-- DESCRIPTION OF THE TASK --
In the records that follow, locate every line with "class" and extract it.

-- ENTRIES SUPPLIED --
▶
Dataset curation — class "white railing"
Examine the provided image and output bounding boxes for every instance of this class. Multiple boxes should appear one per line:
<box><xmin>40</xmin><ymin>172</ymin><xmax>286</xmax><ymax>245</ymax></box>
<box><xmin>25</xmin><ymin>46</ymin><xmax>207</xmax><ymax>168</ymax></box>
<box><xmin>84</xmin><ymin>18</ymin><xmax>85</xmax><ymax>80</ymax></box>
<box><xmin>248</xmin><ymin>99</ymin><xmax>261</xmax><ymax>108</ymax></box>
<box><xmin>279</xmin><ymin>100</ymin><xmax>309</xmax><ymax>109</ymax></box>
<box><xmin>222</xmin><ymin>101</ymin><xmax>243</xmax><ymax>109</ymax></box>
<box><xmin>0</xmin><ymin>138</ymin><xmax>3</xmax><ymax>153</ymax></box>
◀
-- ANSWER --
Dataset curation — class "white railing"
Examine the provided image and output bounding boxes for every instance of this class. Multiple boxes should appear one per line:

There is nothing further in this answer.